→ PROVIDED MATERIAL
┏━━
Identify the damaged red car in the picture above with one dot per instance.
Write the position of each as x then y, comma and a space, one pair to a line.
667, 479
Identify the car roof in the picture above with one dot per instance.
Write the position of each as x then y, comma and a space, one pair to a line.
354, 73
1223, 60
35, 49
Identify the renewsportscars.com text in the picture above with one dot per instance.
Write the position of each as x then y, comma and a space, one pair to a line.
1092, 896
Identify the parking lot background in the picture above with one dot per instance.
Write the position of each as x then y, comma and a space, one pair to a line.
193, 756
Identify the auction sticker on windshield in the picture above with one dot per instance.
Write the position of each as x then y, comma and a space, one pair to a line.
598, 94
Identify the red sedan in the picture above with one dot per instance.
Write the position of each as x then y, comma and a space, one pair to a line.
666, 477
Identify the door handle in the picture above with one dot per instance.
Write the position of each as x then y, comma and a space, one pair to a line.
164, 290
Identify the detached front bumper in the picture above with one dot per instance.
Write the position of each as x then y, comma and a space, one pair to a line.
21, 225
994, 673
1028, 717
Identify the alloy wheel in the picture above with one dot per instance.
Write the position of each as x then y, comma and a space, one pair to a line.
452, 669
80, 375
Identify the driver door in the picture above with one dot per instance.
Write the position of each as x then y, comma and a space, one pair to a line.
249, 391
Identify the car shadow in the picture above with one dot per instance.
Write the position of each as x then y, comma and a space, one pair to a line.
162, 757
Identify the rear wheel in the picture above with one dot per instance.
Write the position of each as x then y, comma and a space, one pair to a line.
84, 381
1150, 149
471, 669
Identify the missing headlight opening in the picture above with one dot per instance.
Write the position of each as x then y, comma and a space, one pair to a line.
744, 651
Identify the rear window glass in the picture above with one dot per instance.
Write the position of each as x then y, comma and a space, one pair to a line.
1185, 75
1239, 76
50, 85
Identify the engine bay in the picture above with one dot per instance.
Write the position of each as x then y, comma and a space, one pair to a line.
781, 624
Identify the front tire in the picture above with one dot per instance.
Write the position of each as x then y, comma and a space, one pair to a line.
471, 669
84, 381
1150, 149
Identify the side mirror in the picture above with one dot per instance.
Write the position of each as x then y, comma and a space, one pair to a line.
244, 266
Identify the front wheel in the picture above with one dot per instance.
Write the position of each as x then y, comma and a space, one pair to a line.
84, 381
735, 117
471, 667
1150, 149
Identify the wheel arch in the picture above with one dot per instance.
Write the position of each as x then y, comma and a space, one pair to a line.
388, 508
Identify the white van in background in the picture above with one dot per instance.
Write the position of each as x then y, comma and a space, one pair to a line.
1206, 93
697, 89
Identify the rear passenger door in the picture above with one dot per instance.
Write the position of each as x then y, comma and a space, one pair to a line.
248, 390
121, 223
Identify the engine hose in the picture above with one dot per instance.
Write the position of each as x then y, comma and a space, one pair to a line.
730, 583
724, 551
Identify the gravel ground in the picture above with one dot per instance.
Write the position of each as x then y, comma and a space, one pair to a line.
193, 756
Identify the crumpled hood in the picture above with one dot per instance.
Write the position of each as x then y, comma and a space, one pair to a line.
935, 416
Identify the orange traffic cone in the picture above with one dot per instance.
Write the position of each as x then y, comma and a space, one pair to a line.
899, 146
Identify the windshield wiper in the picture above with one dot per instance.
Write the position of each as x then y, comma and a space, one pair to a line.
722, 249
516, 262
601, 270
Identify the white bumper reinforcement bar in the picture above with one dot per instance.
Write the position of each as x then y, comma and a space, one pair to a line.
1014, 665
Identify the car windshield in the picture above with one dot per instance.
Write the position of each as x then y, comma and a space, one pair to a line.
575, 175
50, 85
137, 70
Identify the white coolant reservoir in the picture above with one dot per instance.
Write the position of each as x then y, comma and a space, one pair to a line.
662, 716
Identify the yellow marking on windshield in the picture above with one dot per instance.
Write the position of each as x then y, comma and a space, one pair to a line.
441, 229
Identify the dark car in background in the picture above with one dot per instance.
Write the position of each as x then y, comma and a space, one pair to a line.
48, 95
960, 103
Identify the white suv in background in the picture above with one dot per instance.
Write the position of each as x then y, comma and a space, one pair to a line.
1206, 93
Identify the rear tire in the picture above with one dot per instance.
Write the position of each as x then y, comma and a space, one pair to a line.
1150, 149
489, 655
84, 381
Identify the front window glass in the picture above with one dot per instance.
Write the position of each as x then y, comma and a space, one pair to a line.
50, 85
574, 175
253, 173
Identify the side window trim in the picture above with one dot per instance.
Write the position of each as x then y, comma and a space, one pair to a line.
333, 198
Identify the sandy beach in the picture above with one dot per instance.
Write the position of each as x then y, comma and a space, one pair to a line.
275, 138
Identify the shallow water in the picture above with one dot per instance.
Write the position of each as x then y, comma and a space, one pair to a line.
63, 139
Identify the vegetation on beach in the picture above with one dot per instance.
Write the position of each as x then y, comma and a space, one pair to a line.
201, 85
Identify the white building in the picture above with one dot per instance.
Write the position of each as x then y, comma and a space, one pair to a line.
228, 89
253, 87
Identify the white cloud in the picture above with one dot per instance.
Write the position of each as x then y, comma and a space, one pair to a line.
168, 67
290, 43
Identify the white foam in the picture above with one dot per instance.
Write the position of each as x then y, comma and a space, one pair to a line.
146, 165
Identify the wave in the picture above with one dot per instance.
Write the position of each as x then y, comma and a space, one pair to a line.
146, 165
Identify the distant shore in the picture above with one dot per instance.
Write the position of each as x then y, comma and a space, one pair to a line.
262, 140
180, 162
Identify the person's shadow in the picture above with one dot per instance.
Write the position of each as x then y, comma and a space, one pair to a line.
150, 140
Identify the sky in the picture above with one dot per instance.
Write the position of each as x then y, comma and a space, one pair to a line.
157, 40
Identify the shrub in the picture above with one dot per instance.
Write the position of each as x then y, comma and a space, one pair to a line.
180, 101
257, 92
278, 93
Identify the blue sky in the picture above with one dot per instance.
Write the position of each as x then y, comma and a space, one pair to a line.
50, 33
┗━━
→ YOUR INSTRUCTIONS
List the lines of the records where "shadow" occurs.

→ ANSWER FOR THIS EXERCISE
Identify the car shadow in the picture above with one dot per instance.
Identify the person's shadow in the picture above with one dot per instance.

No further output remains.